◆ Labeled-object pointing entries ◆
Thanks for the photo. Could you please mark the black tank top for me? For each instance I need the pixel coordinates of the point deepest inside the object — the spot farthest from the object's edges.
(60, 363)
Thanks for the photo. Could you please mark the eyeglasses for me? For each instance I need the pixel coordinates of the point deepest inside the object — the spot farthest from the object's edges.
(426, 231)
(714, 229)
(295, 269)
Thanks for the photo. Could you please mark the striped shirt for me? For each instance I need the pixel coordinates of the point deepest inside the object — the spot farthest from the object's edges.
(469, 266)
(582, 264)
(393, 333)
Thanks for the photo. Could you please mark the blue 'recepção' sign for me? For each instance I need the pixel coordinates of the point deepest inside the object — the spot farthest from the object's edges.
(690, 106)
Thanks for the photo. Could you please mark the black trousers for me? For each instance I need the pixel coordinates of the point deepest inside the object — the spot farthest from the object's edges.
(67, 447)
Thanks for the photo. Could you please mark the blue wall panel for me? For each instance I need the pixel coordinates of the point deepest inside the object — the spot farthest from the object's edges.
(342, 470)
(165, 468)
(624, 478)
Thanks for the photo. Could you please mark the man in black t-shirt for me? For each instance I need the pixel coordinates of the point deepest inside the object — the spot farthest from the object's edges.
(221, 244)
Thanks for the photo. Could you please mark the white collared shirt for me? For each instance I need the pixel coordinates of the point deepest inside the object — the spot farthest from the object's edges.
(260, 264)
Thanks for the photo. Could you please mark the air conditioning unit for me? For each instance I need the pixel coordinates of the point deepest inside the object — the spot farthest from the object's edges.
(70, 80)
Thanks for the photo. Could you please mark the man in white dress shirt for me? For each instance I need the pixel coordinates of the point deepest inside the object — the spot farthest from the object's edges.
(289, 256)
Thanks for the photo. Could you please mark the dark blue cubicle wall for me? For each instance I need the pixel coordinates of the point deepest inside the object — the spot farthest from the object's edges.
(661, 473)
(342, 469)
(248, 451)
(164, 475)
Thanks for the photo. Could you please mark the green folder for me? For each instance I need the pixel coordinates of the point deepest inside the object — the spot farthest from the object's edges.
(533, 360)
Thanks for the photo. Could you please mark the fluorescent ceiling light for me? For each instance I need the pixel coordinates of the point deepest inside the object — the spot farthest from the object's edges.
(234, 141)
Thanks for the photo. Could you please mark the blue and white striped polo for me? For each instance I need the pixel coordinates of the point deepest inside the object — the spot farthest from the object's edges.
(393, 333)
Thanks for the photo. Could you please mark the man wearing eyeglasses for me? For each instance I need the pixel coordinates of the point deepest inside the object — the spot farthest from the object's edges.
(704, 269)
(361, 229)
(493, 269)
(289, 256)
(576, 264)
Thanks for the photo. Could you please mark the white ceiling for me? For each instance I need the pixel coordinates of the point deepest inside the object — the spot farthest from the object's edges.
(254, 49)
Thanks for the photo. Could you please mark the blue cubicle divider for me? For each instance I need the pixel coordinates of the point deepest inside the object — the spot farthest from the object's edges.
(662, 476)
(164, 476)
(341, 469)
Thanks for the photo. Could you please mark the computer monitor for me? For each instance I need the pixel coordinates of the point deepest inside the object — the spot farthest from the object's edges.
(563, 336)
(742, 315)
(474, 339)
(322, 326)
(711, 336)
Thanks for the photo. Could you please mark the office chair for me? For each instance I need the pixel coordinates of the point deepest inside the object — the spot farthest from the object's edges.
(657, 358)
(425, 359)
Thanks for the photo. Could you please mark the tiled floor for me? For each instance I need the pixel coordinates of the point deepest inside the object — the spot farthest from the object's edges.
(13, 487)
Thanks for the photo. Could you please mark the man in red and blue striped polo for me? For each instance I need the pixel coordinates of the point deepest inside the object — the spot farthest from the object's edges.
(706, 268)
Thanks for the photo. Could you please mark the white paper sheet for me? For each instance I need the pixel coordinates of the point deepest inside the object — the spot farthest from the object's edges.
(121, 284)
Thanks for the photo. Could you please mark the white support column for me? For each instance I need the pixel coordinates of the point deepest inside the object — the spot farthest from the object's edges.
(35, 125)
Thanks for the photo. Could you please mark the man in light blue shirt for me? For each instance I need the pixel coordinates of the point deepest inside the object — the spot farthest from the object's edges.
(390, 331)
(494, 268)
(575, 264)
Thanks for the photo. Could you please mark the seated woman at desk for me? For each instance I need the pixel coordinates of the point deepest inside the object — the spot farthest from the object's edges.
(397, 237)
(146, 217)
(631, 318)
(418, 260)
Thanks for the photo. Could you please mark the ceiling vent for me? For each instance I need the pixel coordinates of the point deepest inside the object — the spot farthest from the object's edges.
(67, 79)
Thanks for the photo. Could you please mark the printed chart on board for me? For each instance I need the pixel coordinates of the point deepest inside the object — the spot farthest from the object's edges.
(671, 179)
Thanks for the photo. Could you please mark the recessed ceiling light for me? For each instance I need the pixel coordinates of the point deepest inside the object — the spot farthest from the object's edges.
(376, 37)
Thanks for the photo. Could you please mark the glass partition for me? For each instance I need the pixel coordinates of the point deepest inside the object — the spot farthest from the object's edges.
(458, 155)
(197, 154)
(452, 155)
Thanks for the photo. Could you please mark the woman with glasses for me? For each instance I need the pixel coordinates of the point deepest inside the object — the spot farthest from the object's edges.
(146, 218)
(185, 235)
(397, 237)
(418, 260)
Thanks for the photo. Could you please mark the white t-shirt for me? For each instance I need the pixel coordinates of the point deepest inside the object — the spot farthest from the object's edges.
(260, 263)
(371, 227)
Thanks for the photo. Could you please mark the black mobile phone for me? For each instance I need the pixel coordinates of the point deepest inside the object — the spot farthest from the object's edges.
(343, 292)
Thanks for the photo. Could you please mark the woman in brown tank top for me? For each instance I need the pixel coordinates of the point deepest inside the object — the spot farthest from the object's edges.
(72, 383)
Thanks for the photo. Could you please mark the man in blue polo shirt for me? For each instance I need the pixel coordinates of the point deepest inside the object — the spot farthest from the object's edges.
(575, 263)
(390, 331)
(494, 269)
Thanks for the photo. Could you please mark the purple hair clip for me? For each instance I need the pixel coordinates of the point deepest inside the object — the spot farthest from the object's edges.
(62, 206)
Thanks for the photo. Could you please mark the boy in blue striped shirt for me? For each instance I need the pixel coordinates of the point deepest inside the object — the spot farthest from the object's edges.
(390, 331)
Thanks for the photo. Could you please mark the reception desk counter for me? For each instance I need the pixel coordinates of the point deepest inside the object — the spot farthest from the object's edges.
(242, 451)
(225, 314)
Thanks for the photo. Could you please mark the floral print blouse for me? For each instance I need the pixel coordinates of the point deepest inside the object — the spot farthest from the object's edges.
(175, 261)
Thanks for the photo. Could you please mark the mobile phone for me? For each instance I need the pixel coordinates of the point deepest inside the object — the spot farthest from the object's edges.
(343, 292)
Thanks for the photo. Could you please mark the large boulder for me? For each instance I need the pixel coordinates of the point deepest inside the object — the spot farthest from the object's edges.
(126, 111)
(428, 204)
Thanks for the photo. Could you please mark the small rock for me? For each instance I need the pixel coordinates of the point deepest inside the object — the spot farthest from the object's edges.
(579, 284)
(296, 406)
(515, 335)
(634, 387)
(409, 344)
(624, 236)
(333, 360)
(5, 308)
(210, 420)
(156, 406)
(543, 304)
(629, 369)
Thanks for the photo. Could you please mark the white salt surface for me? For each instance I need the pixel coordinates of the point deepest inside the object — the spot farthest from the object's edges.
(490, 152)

◆ The request ◆
The records above must be repeated exactly, every one of them.

◆ Result for this exercise ◆
Thanks for the photo. Could you please mark the black tank top for me? For each instance I need the pixel coordinates of the point deepest inside the object — the spot farthest from the object's edges.
(60, 363)
Thanks for the photo. Could you please mark the eyeglasses for me? For each instance I need the pixel coordinates of the point deepest inside the object — the spot farthest from the object's edges.
(426, 231)
(714, 229)
(295, 269)
Thanks for the photo. Could you please mark the striped shirt for me? For each instance I need the pixel coordinates of the point deepest inside the object — the spot farthest from the object's edges.
(469, 266)
(582, 264)
(393, 333)
Thanks for the photo. Could you please mark the blue 'recepção' sign for me? For each instance I need the pixel coordinates of the point deepest inside the object — the spot farthest from the object's edges.
(690, 106)
Thanks for the photo. Could you please mark the black trousers for me? For each instance I need the pixel coordinates of the point deepest inside the object — the spot farthest from the object's edges.
(67, 447)
Thanks for the photo. Could you please mark the blue wall panel for me? For each instance I need the pixel coordinates of the point deepest inside the object — the spot farthest from the object's edges.
(342, 470)
(165, 468)
(624, 478)
Thanks for the photo. Could you please mark the man in black t-shirt for me? For each instance I need the pixel coordinates of the point deepest inside the object — the spot farthest from the object's edges.
(221, 244)
Thanks for the photo. Could you please mark the white collared shirt for me? For each instance I need the pixel coordinates of the point deepest inside the object — the spot farthest from the object's edges.
(260, 264)
Thanks for the photo. Could you please mark the air conditioning unit for me? For each instance I need the pixel coordinates of the point deepest inside the object — the spot farthest from the object's edges.
(70, 80)
Thanks for the photo. Could you please mark the man in white dress shirt for me? For each instance I need the pixel coordinates of the point deepest inside the object — the spot farthest from the object's edges.
(289, 256)
Thanks for the photo. Could you please mark the dark blue cubicle wall for me? For each instance I need the pixel coordinates of the point deepest inside the object — the spot farthest from the object's edges.
(661, 473)
(342, 469)
(248, 451)
(164, 475)
Thanks for the photo. Could you please mark the green folder for me? For each instance I need the pixel coordinates of the point deepest inside the object — the spot farthest from the object's edges.
(533, 360)
Thanks for the photo. Could you please mark the fluorescent ceiling light for me? For each instance I need the pixel coordinates of the point deepest inside the object — the spot farthest from the object's edges.
(234, 141)
Thanks for the photo. Could you please mark the blue and white striped polo for me? For each instance I need the pixel coordinates of the point deepest inside the object — the spot farthest from the object's edges.
(393, 333)
Thanks for the photo. Could you please mark the man wearing eyeglasses for me? For each instance I need the pixel coordinates of the point deepest inside the object — the spot farthest from the object's edges.
(704, 269)
(361, 229)
(493, 269)
(289, 256)
(576, 264)
Thanks for the photo. Could you please mark the white ceiling for me? For each instance I need the pixel coordinates of the point deepest inside the object — the spot farthest from the object's edges.
(254, 49)
Thanks for the photo. Could you please mark the blue cubicle divider for me? For each instance I need the pixel coordinates of the point deepest inside the object — the spot farthest from the object's edges.
(662, 476)
(164, 476)
(341, 469)
Thanks for the photo. Could you please mark the computer monitor for me? For each instance I need the pixel coordinates of the point deepest inside the object — the spot farthest from the object's edges.
(563, 336)
(742, 315)
(474, 339)
(322, 326)
(711, 336)
Thanks for the photo. Could you please mark the office chair for me? For each instance I need the pixel coordinates of the point deepest inside the object — the spot farthest from the object's edges.
(657, 358)
(425, 359)
Thanks for the photo. Could you please mark the tiled floor for me? For each instance I need the pixel coordinates of the point deepest inside the object — the spot farthest from the object's edges.
(13, 487)
Thanks for the photo. Could you please mark the man in red and blue striped polo for me? For each instance I need the pixel coordinates of the point deepest inside the object — the spot farthest from the object's edges.
(706, 268)
Thanks for the photo. Could you please mark the white paper sheet for me? For each instance I need the pixel coordinates of the point deepest inside the object — the spot farthest from the object's edges.
(121, 284)
Thanks for the photo. Could you please mark the white support column for me? For each instance I need the pixel coordinates of the point deepest inside the object — the spot farthest from the object's edges.
(35, 125)
Thanks for the photo. Could you please mark the man in light blue shirt for me? For each instance I need the pixel coordinates of the point deepest inside the object — the spot farthest from the object's edges.
(390, 331)
(494, 268)
(575, 264)
Thanks for the photo. Could you please mark the seated woman at desk for me? For each instance I need the pixel coordinates of the point deepest inside the object — the spot farthest from the object's edges.
(397, 237)
(146, 217)
(631, 318)
(418, 260)
Thanks for the photo. Could you please mark the ceiling vent for me? For each instance I need the pixel coordinates of the point deepest inside the object — the spot farthest from the object's edges.
(67, 79)
Thanks for the photo. Could you please mark the printed chart on board for me? For each instance I need the pixel coordinates of the point deepest inside the object — the spot farthest from the object's edges.
(671, 179)
Thanks for the photo. Could you please mark the recessed ceiling light for me? For each instance I need the pixel coordinates of the point deepest inside the object — the spot farthest from the object's edges.
(376, 37)
Thanks for the photo. Could you please mark the glass partition for me? For each instance I need the pixel coordinates of the point deepest inside the object — the spot farthest from the object's edges.
(458, 155)
(197, 154)
(452, 155)
Thanks for the photo. Could you please mark the woman with glasses for me? For each instance I need the pixel coordinates of the point deepest inside the object — the spot farthest from the object's edges.
(146, 218)
(185, 235)
(397, 237)
(418, 260)
Thanks for the photo. Could you please mark the white t-shirt for me? For each instance I need the pixel coordinates of the point deepest inside the object — the spot farthest from the object's edges.
(260, 263)
(371, 227)
Thanks for the photo. Could you please mark the black mobile phone for me? For each instance I need the pixel coordinates of the point deepest inside the object — the spot farthest from the object's edges.
(343, 292)
Thanks for the photo. Could you please mark the woman in brown tank top for me? For each instance I need the pixel coordinates of the point deepest inside the object — the spot farthest from the object's edges.
(72, 383)
Thanks for the photo. Could you please mark the man in blue polo shirt for me? For each instance I need the pixel coordinates of the point deepest inside the object — the spot farthest from the object's edges.
(575, 263)
(390, 331)
(494, 269)
Thanks for the photo. Could you please mark the purple hair clip for me? For each instance I need the pixel coordinates of the point deepest inside the object — the spot farthest from the object's edges.
(62, 206)
Thanks for the photo. Could you please mark the boy in blue striped shirt for me? For each instance I need the pixel coordinates of the point deepest inside the object — the spot farthest from the object's edges.
(390, 331)
Thanks for the photo. Could you please mark the reception desk counter for me? For each instance I need the pixel coordinates of the point deepest inside the object — the spot farthest from the object's edges.
(242, 451)
(225, 314)
Thanks for the photo. Could you please mark the floral print blouse for me? For each instance I need the pixel coordinates of the point deepest inside the object — the spot farthest from the object's edges.
(175, 261)
Thanks for the photo. Could you please mark the mobile phone for me? For each instance I need the pixel coordinates of the point deepest inside the object — the spot farthest from the object's edges.
(343, 292)
Thanks for the photo. Could you please mark the large boulder for me? For each instance I need the pixel coordinates of the point deepest inside the object — the spot farthest from the object's edges.
(126, 111)
(428, 204)
Thanks for the photo. Could you please mark the small rock for me? For each instance I need the pixel coordinates of the point deepest inside the object — the spot farthest from the object's edges.
(579, 284)
(296, 406)
(515, 335)
(634, 387)
(409, 344)
(624, 236)
(333, 360)
(5, 308)
(210, 420)
(156, 406)
(543, 304)
(629, 369)
Thanks for the photo. Could you please mark the white salt surface for me? For each instance I need the pixel coordinates of the point deepest inside the object — the spot farthest from the object's edges.
(490, 152)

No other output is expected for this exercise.